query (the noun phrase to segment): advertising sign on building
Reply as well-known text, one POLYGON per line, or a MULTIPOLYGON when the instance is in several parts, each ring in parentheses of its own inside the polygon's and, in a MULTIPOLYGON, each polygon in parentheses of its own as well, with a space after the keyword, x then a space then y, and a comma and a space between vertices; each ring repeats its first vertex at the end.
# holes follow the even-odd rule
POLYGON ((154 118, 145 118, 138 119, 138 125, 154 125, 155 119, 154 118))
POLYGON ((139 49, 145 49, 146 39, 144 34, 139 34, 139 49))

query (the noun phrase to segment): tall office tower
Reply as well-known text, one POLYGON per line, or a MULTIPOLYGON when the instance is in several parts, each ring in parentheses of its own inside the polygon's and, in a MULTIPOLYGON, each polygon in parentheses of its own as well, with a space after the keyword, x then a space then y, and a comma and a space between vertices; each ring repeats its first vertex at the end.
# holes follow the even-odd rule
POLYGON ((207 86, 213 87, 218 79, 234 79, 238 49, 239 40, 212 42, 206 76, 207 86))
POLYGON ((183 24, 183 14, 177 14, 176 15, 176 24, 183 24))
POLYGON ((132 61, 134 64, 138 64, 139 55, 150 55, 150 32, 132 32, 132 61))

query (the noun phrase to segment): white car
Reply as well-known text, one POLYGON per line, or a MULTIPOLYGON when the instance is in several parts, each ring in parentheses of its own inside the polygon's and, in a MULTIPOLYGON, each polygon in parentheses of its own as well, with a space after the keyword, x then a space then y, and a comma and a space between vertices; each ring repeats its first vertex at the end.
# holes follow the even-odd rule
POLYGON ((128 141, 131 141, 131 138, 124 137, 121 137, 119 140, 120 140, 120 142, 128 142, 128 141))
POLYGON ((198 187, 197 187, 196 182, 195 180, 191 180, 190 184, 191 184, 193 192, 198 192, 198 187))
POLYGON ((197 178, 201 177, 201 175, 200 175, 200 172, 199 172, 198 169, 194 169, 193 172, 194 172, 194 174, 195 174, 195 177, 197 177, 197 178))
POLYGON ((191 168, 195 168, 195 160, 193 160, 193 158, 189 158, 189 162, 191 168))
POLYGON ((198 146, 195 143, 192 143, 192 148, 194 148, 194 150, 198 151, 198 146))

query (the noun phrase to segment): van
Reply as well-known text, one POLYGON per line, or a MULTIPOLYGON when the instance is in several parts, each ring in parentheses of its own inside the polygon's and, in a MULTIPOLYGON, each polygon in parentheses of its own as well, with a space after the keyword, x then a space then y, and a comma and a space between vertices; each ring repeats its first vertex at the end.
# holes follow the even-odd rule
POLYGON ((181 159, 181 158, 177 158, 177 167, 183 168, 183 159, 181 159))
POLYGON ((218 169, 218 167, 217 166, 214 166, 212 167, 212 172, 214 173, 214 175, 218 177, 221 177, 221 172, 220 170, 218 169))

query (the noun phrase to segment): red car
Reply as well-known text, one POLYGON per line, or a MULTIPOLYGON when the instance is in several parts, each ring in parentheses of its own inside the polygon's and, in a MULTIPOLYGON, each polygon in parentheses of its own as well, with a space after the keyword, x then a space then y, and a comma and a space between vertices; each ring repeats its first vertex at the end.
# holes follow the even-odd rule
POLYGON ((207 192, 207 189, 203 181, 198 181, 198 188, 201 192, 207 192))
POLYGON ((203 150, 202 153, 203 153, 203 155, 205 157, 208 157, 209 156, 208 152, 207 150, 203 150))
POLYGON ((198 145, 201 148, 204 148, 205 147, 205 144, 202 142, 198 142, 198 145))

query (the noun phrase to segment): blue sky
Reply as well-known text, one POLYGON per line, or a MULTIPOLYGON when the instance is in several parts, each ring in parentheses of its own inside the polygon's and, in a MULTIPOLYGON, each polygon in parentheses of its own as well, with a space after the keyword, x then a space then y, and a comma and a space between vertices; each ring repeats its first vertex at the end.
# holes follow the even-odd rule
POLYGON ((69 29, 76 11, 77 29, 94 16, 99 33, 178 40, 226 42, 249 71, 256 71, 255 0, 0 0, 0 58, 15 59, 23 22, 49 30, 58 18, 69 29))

———

## TUGAS
Ubah setiap "noun phrase" dalam daftar di atas menjadi "referring expression", lalu tuliskan kembali seluruh daftar tanpa perubahan lain.

## JAWABAN AKHIR
query (the referring expression to segment): advertising sign on building
Reply as well-known text, one POLYGON per line, or a MULTIPOLYGON when the instance is in several parts, each ring in parentheses of its own inside the polygon's and, in a MULTIPOLYGON, each polygon in parentheses of its own as well, with a space after the keyword, x then a space then y, and a comma and a space between vertices; each ring repeats its first vertex at the end.
# holes follow the even-odd rule
POLYGON ((154 118, 145 118, 138 119, 138 125, 154 125, 155 119, 154 118))
POLYGON ((139 49, 145 49, 146 39, 144 34, 139 34, 139 49))

query (the referring expression to segment): tall office tower
Reply as well-known text, one POLYGON per line, or a MULTIPOLYGON when the instance is in several parts, each ring in parentheses of its own inside the polygon's and, in a MULTIPOLYGON, each polygon in parentheses of its own as well, with a space after the keyword, x then a space then y, and a comma and a space between vertices; each ring repeats its first vertex at the end.
# holes follow the even-odd rule
POLYGON ((207 86, 213 87, 218 79, 234 79, 238 49, 239 40, 212 42, 206 76, 207 86))
POLYGON ((183 24, 183 14, 177 14, 176 15, 176 24, 183 24))
POLYGON ((132 61, 134 64, 138 64, 139 55, 150 55, 150 32, 132 32, 132 61))

query (the referring expression to segment): white car
Reply as well-known text, one POLYGON per line, or a MULTIPOLYGON when the instance is in several parts, each ring in parentheses of its own inside the polygon's and, in a MULTIPOLYGON, each polygon in parentheses of its own as well, with a space after the keyword, x then a space then y, and a comma and a space between vertices; each ring repeats its first vertex at the end.
# holes follow the even-odd rule
POLYGON ((128 141, 131 141, 131 138, 124 137, 121 137, 119 140, 120 140, 120 142, 128 142, 128 141))
POLYGON ((198 187, 197 187, 196 182, 195 180, 191 180, 190 184, 191 184, 193 192, 198 192, 198 187))
POLYGON ((197 178, 201 177, 201 175, 200 175, 200 172, 199 172, 198 169, 194 169, 193 172, 194 172, 194 174, 195 174, 195 177, 197 177, 197 178))
POLYGON ((191 168, 195 168, 195 160, 193 160, 193 158, 189 158, 189 162, 191 168))
POLYGON ((198 146, 195 143, 192 143, 192 148, 194 148, 194 150, 198 151, 198 146))

query (the referring expression to segment): van
Reply as well-known text, one POLYGON per line, or a MULTIPOLYGON when the instance is in several parts, each ring in parentheses of its own inside the polygon's and, in a MULTIPOLYGON, each polygon in parentheses of its own as well, with a space after the keyword, x then a space then y, and a comma and a space between vertices; each ring repeats its first vertex at the end.
# holes follow the even-odd rule
POLYGON ((181 159, 181 158, 177 158, 177 167, 183 168, 183 159, 181 159))
POLYGON ((218 169, 218 167, 217 166, 214 166, 212 167, 212 172, 214 173, 214 175, 218 177, 221 177, 221 172, 220 170, 218 169))

query (the referring expression to segment): red car
Reply as well-known text, one POLYGON per line, or a MULTIPOLYGON when the instance is in several parts, each ring in parentheses of its own inside the polygon's and, in a MULTIPOLYGON, each polygon in parentheses of its own as well, with a space after the keyword, x then a space then y, and a comma and a space between vertices; each ring repeats its first vertex at the end.
# holes follow the even-odd rule
POLYGON ((207 192, 207 189, 203 181, 198 181, 198 188, 201 192, 207 192))
POLYGON ((203 150, 202 153, 203 153, 203 155, 205 157, 208 157, 209 156, 208 152, 207 150, 203 150))
POLYGON ((198 145, 201 148, 204 148, 205 147, 205 144, 202 142, 198 142, 198 145))

query (the referring expression to segment): blue sky
Reply as well-known text, one POLYGON per line, or a MULTIPOLYGON when the instance is in several parts, each ring in parentheses of its own inside the polygon's and, in a MULTIPOLYGON, each polygon in parentheses of its own as well, with a space after the keyword, x then a space then y, and a comma and a space between vertices; each ring repeats its first vertex at the end.
# holes follow the even-odd rule
POLYGON ((69 29, 76 11, 77 29, 94 16, 99 33, 178 40, 226 42, 249 71, 256 71, 255 0, 0 0, 0 58, 15 59, 23 22, 49 30, 58 18, 69 29))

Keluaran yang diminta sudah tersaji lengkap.